TASK DIRECTIONS:
Before you return the entries below, strip out the pictures and keep all else exact.

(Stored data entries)

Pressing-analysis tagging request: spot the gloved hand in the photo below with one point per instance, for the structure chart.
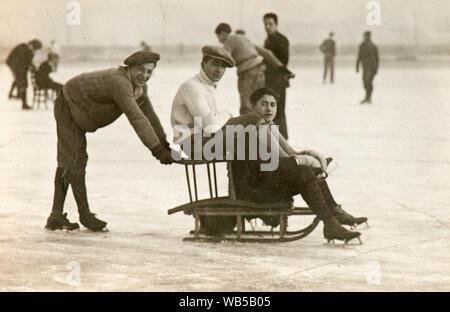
(162, 154)
(318, 156)
(306, 160)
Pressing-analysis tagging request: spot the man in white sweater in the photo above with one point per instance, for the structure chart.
(197, 97)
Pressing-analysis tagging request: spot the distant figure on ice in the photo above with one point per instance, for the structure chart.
(91, 101)
(276, 80)
(368, 56)
(54, 52)
(42, 76)
(249, 61)
(145, 47)
(328, 48)
(20, 60)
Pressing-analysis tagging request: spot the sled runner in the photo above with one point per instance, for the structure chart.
(229, 207)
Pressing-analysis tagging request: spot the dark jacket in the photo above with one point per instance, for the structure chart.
(279, 45)
(98, 98)
(368, 56)
(42, 75)
(328, 48)
(20, 58)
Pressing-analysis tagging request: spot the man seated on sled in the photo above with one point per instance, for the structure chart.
(296, 173)
(196, 102)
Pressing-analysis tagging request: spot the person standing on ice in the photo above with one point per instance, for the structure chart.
(249, 62)
(276, 80)
(328, 48)
(368, 56)
(91, 101)
(20, 60)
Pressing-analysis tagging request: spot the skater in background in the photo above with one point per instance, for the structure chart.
(249, 60)
(91, 101)
(42, 76)
(20, 61)
(368, 56)
(276, 80)
(145, 47)
(328, 48)
(53, 55)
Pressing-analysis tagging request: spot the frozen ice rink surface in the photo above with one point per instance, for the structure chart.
(393, 166)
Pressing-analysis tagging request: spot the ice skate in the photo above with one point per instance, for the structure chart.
(332, 230)
(89, 221)
(347, 219)
(59, 221)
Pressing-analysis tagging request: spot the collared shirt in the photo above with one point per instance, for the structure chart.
(98, 98)
(197, 97)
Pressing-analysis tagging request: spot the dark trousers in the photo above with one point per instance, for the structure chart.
(49, 84)
(328, 65)
(280, 118)
(368, 76)
(72, 159)
(21, 83)
(277, 83)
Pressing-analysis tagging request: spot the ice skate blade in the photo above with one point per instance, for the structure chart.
(355, 226)
(346, 242)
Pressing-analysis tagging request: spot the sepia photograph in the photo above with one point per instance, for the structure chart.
(197, 146)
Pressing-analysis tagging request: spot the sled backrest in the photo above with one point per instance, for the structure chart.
(191, 166)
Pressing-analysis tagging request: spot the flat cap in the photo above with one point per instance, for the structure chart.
(218, 53)
(140, 57)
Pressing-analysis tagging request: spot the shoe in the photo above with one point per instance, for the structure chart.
(59, 221)
(89, 221)
(345, 218)
(332, 230)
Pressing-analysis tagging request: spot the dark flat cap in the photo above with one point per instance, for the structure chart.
(218, 53)
(140, 57)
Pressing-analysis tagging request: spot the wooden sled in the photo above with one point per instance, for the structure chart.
(229, 206)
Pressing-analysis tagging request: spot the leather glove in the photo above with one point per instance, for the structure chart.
(306, 160)
(164, 143)
(162, 154)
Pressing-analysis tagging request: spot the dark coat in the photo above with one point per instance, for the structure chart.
(98, 98)
(279, 45)
(368, 56)
(42, 75)
(20, 58)
(328, 48)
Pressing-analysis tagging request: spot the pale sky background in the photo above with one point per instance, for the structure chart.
(192, 22)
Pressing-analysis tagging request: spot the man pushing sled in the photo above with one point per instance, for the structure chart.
(91, 101)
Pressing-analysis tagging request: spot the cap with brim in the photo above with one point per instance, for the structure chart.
(142, 57)
(218, 53)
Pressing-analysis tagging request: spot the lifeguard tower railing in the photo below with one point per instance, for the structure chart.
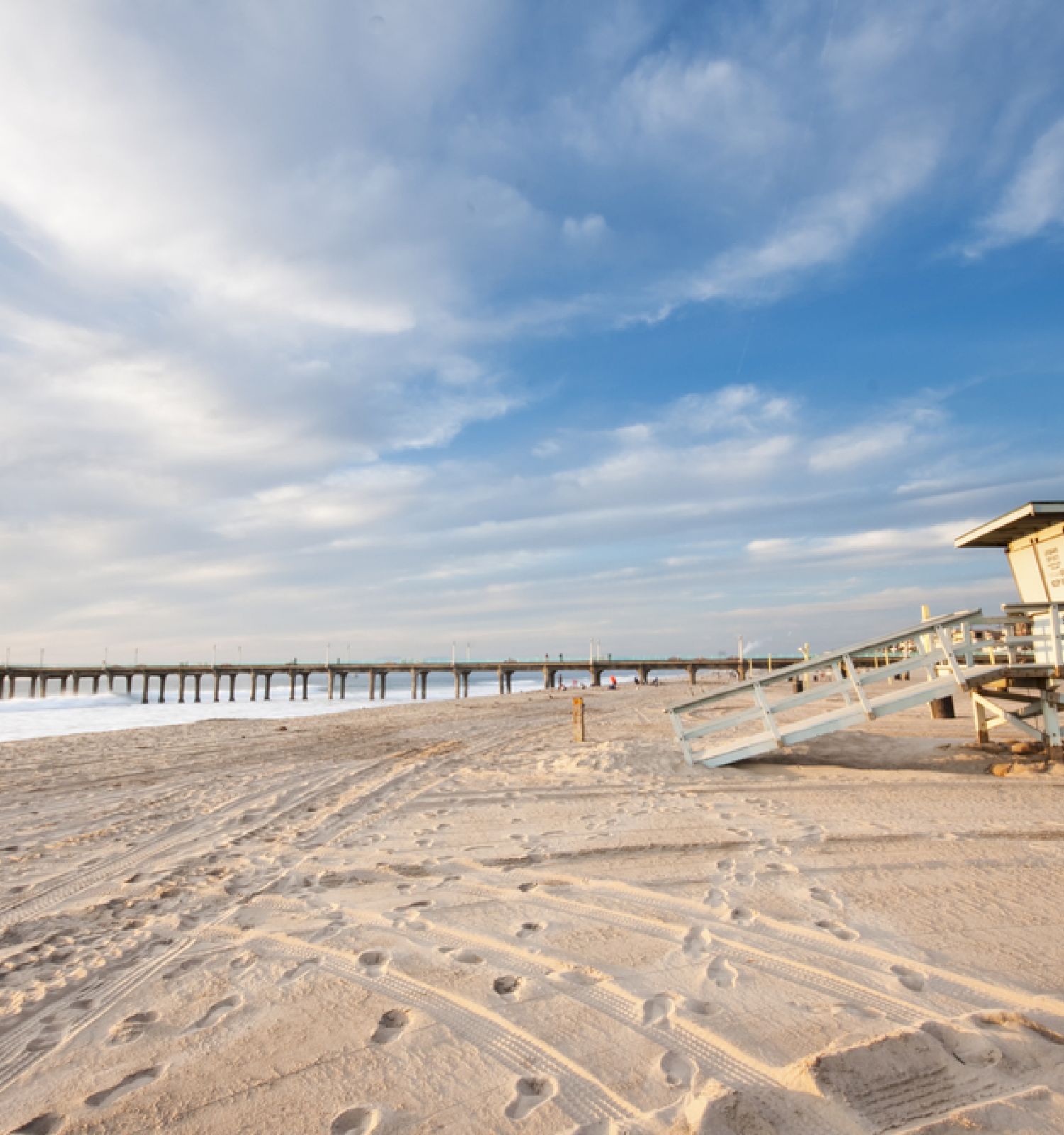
(935, 658)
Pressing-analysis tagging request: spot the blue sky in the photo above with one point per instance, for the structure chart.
(403, 323)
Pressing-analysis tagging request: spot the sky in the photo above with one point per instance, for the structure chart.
(373, 327)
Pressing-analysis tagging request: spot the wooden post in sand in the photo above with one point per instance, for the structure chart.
(577, 719)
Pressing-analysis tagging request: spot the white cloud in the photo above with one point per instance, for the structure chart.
(1033, 200)
(826, 227)
(587, 230)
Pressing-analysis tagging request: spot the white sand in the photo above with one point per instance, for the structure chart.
(452, 919)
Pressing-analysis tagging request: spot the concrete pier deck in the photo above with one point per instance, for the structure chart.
(200, 681)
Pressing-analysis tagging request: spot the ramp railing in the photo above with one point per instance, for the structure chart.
(829, 692)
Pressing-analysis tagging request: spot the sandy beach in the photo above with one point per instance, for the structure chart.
(450, 917)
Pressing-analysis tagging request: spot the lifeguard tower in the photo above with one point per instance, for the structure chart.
(1012, 665)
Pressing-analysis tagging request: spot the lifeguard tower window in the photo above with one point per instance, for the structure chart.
(1033, 537)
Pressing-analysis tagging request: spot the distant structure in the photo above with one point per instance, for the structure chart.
(189, 680)
(1012, 664)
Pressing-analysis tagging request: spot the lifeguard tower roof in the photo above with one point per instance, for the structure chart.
(1027, 520)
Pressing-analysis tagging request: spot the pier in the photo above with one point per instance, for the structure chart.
(204, 681)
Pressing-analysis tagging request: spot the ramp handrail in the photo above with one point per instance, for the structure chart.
(929, 646)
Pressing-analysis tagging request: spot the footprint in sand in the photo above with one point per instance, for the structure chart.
(297, 972)
(721, 973)
(657, 1010)
(911, 979)
(375, 962)
(507, 987)
(41, 1125)
(467, 958)
(679, 1070)
(843, 934)
(218, 1013)
(531, 1092)
(355, 1122)
(392, 1026)
(829, 898)
(130, 1083)
(414, 906)
(717, 899)
(133, 1027)
(702, 1008)
(697, 942)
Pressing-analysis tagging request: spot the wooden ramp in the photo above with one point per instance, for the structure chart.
(919, 665)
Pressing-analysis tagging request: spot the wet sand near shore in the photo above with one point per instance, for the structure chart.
(450, 917)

EXERCISE SOLUTION:
Pressing-analysis tagging request: spot the gloved hand in the photo below with one point per instance, for the structure chart.
(162, 154)
(318, 156)
(306, 160)
Pressing-analysis tagging request: spot the man in white sweater in the photo above with one point per instance, for the structure chart.
(197, 97)
Pressing-analysis tagging request: spot the distant figure on ice in the photo above with one point per instance, for the structure chart.
(91, 101)
(276, 80)
(368, 56)
(54, 52)
(42, 76)
(249, 61)
(145, 47)
(328, 48)
(20, 60)
Pressing-analysis tagging request: spot the sled runner in the photo above with one point per instance, for the structure chart.
(229, 207)
Pressing-analysis tagging request: spot the dark jacket in the photo above with one point per instance, for the structure chart.
(279, 45)
(98, 98)
(368, 56)
(42, 75)
(328, 48)
(20, 58)
Pressing-analysis tagging request: spot the man seated on sled in the photo above with one point per instance, for the structure chart.
(296, 173)
(196, 102)
Pressing-analysis tagging request: spot the person standing on ice in the photo above with one point per instance, for the structure chart.
(249, 62)
(276, 80)
(328, 48)
(368, 56)
(91, 101)
(20, 60)
Pressing-analysis tagging request: spot the skater in background in the photo above with one point per instance, for the structure chart.
(249, 60)
(91, 101)
(42, 76)
(20, 61)
(368, 56)
(276, 80)
(145, 47)
(328, 48)
(53, 55)
Pressing-analysis tagging request: spot the frozen ice rink surface in the photo above with one point per instance, for the structure chart.
(393, 166)
Pressing-analysis tagging request: spot the ice skate in the photo above with one point per instance, for the structure chart.
(332, 230)
(89, 221)
(347, 219)
(59, 221)
Pressing-analysis tagging request: spot the collared shirt in the photo above with one point per instance, for the structure chart.
(98, 98)
(197, 97)
Pressing-analysis tagging request: spot the dark trousers in the photo above with one point per instance, for the structure chart.
(49, 84)
(328, 65)
(280, 118)
(368, 76)
(72, 159)
(21, 83)
(277, 83)
Pressing-analysis tagging request: spot the ice skate blade in the photo above with one point per instance, for the structure chart.
(355, 226)
(346, 242)
Pressing-analysis tagging request: spot the sepia photograph in the photo above with one point per instance, for the structure chart.
(197, 146)
Pressing-analysis tagging request: spot the sled backrest in the photo above with one point per instance, for the structure chart.
(191, 166)
Pressing-analysis tagging request: spot the flat cap in the photo above with one point per instance, for the structure chart.
(218, 53)
(140, 57)
Pressing-analysis tagging request: spot the shoe in the photo above with one point per instance, for the structure chart.
(59, 221)
(89, 221)
(345, 218)
(332, 230)
Pressing-analysis tagging request: spot the dark flat cap in the photo above with one point per instance, for the structure chart.
(218, 53)
(140, 57)
Pressing-analysis tagging request: spot the wooden sled in the photo above with one point per instance, for the structure chart.
(229, 206)
Pressing-analysis tagging request: spot the leather glove in the photo above with one point per instance, for the structure chart.
(306, 160)
(164, 143)
(162, 154)
Pressing-analysis tagging request: spot the dark coat in the photo above with one point per instance, for the structure chart.
(98, 98)
(279, 45)
(368, 56)
(42, 75)
(20, 58)
(328, 48)
Pressing-analysis tagging request: spot the pale sky background in the photo above with one point per instance, for the structure chart.
(192, 22)
Pressing-analysis tagging request: spot the man pushing sled in the photo above with one point per instance, for the structure chart.
(91, 101)
Pressing-analysis tagging request: spot the cap with brim in the photo above with one point per instance, for the structure chart.
(142, 57)
(218, 53)
Pressing-analysis tagging request: spot the lifeguard tower railing in the photo below with one point per instance, for the structure chart.
(935, 658)
Pressing-analysis tagging request: spot the blue sky in the photo above with one point per instance, for the structure chart.
(403, 323)
Pressing-analysis tagging request: spot the sky in the photo above with one point per instance, for the structure chart.
(373, 327)
Pressing-analysis tagging request: spot the wooden post in sand in the photo above with one point per instance, for the structure chart.
(577, 719)
Pressing-analysis tagging request: spot the white cloud in the photo above with one point per instance, for the structure chart.
(1033, 200)
(826, 227)
(587, 230)
Pressing-analysis tagging request: spot the white sand in the photo above with one point per instance, for the structure chart.
(452, 919)
Pressing-analysis tagging request: spot the concrete pier deck in the photo above with one point per instance, for the structure chart.
(200, 681)
Pressing-analysis tagging request: spot the ramp railing in the photo above with one point per instance, for the structure chart.
(829, 692)
Pressing-analysis tagging request: spot the sandy beach in the photo above with one point per instance, for the structure chart.
(450, 917)
Pressing-analysis tagging request: spot the lifeguard tower in the photo above with one point per instance, for the structure chart.
(1012, 665)
Pressing-analysis tagging request: spot the lifeguard tower window in the photo above with one point per instance, for the structure chart.
(1033, 537)
Pressing-analysis tagging request: spot the distant structure in the photo above with one point per instance, for the structure chart.
(189, 680)
(1012, 664)
Pressing-analysis tagging request: spot the lifeguard tower roof in the photo above with one point per instance, for the structure chart.
(1027, 520)
Pressing-analysis tagging request: spot the pier in the photo above with one point per instance, for the structure chart.
(204, 681)
Pressing-analysis tagging request: spot the ramp handrail in the photo above with one point per instance, for the structure chart.
(929, 646)
Pressing-analysis tagging request: spot the footprint in sand in the photo above with one point per instance, for the structure chart.
(297, 972)
(721, 973)
(657, 1010)
(911, 979)
(375, 962)
(507, 987)
(41, 1125)
(467, 958)
(679, 1070)
(843, 934)
(218, 1013)
(531, 1092)
(355, 1122)
(392, 1026)
(829, 898)
(130, 1083)
(414, 906)
(717, 899)
(133, 1027)
(702, 1008)
(697, 942)
Pressing-analysis tagging request: spot the wooden ramp in the photo above with one point per instance, for the structure chart.
(919, 665)
Pressing-analysis tagging request: spot the wet sand near shore in the photo above with one point per instance, for the structure chart.
(450, 917)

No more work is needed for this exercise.